• Text under study

Feb. 21 -- The media flubbed the headline for the biggest news event in the past 50 years of science. The reporters and TV talking heads who crammed the Washington, D.C., press conference on Feb. 12 did understand that the details they were hearing about the human genome offered the story of a lifetime. But, they missed the real headline. Their stories should have simply said, "God vindicated!"
MOST REPORTERS ballyhooed the fierce competition between scientists working for the publicly funded Human Genome Project and those employed by the privately funded Celera Genomics Corporation of Rockville, Md., to gain credit for the discovery. Others wondered about the financial implications of allowing human genes to be patented.
Still other headlines were meant to give us pause about whether it would be good or bad to know more about the role genes play in determining our health. Knowing more about our genes, after all, might not be so great in an era in which there is not much guarantee of medical privacy but a pretty good chance of discrimination by insurers and employers against those with "bad" genes.
There were even a couple of headlines that suggested that humanity should not be quite so arrogant since we do not have as many genes as we thought relative to other plants and animals. In fact, as it turns out, we have only twice as many genes as a fruit fly, or roughly the same number as an ear of corn, about 30,000. Reductionism may not be all that it has been cracked up to be by molecular biologists.

• What is needed
Rewrite the stretch from "Feb. 21 -- The" through "to be patented." in the piece on news coverage of the human genome, putting "news briefing" in place of "press conference".

• Dataset excerpts
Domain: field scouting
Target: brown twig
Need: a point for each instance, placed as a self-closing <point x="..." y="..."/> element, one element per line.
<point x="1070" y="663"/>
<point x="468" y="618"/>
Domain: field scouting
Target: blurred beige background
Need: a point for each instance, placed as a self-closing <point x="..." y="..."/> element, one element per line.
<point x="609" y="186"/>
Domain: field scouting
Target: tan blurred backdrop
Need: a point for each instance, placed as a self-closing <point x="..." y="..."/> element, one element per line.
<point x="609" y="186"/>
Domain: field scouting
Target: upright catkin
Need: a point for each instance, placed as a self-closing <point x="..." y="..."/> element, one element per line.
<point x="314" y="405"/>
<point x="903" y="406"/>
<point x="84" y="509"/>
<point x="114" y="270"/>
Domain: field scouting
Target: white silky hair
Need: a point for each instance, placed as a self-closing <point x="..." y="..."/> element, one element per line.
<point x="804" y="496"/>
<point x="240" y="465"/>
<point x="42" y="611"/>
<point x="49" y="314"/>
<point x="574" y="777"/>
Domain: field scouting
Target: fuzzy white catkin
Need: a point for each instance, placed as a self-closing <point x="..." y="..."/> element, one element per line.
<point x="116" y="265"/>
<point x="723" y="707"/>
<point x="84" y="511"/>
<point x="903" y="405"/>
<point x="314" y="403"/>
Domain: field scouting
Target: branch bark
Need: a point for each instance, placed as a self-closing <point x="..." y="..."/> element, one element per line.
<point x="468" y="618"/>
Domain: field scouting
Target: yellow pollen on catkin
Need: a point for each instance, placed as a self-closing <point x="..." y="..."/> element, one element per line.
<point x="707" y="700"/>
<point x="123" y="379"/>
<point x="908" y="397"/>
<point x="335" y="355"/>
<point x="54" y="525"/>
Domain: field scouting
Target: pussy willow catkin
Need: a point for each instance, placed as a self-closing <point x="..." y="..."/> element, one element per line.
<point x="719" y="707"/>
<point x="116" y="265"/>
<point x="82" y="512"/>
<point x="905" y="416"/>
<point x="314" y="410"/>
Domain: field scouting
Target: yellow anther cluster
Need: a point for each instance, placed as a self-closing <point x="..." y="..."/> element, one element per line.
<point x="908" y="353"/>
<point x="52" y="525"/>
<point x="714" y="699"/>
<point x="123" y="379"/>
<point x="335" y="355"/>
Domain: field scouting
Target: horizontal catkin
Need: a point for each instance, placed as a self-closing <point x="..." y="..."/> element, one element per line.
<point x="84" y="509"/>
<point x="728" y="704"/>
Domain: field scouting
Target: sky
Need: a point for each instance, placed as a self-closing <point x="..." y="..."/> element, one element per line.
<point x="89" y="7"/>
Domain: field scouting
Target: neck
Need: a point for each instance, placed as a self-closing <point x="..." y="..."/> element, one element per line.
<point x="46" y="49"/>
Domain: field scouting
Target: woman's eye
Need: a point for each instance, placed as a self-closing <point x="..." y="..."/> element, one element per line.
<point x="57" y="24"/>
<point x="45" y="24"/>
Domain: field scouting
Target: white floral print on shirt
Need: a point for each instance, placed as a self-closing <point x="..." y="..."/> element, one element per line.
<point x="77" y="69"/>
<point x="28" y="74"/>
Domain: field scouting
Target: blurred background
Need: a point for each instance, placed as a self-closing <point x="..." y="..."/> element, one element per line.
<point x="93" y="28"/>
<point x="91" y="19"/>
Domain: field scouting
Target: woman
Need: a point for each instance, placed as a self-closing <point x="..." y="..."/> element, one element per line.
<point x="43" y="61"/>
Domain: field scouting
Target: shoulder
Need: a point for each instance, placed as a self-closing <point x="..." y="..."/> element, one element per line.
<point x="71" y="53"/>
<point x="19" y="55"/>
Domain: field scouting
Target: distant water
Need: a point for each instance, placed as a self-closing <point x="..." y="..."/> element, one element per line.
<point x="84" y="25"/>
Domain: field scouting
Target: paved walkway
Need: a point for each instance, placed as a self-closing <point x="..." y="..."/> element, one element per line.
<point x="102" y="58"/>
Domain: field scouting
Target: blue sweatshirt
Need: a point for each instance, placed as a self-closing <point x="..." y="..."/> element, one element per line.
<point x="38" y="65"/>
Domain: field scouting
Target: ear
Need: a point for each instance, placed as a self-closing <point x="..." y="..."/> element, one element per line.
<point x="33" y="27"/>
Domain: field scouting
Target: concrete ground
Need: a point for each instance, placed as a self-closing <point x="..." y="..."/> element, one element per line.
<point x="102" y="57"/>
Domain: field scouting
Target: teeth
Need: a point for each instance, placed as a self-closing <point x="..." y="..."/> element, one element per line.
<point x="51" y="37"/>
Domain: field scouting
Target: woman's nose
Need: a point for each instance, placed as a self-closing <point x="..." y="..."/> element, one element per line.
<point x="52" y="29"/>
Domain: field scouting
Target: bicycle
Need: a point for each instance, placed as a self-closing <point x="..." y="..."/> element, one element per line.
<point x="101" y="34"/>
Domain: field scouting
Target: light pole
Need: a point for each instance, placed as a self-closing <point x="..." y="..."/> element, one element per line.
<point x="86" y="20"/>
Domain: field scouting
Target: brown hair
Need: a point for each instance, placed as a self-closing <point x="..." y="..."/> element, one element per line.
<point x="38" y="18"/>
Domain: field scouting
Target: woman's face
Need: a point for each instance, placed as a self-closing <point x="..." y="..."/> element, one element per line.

==

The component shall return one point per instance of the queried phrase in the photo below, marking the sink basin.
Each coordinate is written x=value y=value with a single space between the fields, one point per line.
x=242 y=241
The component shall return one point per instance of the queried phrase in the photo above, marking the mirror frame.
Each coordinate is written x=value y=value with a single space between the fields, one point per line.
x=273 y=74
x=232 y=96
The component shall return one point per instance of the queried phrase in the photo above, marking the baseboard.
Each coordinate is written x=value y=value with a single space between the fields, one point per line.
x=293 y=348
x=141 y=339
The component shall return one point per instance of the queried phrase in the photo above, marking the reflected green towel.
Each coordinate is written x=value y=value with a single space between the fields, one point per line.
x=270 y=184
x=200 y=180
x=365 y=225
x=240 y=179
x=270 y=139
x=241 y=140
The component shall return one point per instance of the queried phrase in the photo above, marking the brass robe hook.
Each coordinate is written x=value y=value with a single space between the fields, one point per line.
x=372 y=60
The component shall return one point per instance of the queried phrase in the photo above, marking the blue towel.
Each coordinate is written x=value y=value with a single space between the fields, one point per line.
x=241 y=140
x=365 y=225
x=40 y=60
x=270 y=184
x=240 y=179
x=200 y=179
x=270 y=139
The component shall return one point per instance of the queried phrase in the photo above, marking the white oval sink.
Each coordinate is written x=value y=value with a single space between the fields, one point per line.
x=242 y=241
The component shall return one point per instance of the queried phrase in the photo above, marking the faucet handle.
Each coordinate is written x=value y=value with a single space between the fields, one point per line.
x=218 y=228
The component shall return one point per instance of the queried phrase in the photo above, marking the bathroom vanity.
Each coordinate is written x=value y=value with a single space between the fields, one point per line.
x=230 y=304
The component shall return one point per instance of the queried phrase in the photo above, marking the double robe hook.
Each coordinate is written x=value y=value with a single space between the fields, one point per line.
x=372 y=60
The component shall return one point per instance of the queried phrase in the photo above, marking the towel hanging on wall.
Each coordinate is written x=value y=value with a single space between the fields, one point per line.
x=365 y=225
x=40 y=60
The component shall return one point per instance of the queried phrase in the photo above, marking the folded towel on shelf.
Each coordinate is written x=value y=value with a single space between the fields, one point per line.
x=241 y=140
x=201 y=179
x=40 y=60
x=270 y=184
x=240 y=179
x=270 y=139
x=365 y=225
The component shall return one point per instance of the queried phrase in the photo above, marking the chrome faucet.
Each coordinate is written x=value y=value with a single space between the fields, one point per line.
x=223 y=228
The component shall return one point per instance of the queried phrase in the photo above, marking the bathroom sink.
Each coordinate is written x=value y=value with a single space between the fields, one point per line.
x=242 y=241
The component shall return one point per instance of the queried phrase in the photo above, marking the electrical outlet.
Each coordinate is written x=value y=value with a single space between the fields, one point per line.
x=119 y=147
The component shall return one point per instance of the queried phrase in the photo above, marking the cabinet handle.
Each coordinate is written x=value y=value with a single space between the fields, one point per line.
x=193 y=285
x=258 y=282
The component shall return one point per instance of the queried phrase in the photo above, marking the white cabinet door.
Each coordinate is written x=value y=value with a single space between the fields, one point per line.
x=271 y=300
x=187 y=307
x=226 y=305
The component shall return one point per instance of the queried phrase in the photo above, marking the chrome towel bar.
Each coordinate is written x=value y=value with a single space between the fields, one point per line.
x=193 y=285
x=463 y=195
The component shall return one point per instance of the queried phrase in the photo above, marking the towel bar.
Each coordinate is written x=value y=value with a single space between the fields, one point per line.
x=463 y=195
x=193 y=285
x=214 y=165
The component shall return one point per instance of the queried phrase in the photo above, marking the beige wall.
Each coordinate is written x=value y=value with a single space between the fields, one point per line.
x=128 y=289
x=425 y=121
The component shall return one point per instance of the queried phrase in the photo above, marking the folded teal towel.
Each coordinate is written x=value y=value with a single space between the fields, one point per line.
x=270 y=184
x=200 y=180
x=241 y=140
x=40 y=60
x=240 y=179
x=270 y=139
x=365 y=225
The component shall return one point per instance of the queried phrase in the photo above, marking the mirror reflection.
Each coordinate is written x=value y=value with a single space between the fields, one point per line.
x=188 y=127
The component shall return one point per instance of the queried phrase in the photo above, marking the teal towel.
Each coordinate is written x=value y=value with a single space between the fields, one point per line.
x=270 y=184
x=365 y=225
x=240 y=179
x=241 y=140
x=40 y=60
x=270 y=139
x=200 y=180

--

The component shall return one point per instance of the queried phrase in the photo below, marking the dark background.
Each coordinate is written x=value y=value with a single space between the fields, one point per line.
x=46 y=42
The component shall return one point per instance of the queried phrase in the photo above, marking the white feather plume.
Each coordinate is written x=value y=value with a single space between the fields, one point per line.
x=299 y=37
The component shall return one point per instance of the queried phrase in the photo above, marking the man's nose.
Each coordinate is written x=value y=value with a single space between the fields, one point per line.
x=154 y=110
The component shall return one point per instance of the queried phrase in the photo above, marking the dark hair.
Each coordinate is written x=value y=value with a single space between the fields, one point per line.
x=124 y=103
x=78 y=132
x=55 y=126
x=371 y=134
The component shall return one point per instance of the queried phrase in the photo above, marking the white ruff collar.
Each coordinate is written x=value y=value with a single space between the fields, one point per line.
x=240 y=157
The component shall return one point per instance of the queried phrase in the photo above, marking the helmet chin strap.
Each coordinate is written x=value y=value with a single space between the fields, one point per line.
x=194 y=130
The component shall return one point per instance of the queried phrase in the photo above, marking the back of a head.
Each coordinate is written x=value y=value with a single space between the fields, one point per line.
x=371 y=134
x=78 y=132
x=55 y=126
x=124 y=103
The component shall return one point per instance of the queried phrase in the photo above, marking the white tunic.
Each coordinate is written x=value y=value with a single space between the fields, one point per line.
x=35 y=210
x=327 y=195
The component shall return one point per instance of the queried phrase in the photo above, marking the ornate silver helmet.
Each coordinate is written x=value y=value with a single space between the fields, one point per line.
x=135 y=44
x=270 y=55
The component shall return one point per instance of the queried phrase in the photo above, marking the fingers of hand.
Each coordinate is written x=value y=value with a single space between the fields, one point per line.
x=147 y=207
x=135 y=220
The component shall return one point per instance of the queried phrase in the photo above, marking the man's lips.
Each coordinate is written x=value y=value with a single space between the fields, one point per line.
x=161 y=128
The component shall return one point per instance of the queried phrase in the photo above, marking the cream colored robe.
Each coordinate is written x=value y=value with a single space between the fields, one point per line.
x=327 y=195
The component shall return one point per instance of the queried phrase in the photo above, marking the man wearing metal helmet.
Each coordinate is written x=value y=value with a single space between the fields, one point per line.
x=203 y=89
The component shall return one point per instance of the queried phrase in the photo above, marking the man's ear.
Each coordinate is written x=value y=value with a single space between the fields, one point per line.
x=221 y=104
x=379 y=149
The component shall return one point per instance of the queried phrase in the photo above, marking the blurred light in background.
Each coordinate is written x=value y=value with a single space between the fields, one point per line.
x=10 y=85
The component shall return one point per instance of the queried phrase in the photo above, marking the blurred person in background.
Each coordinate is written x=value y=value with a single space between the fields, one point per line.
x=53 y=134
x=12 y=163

• Exercise result
Feb. 21 -- The media flubbed the headline for the biggest news event in the past 50 years of science. The reporters and TV talking heads who crammed the Washington, D.C., news briefing on Feb. 12 did understand that the details they were hearing about the human genome offered the story of a lifetime. But, they missed the real headline. Their stories should have simply said, "God vindicated!"
MOST REPORTERS ballyhooed the fierce competition between scientists working for the publicly funded Human Genome Project and those employed by the privately funded Celera Genomics Corporation of Rockville, Md., to gain credit for the discovery. Others wondered about the financial implications of allowing human genes to be patented.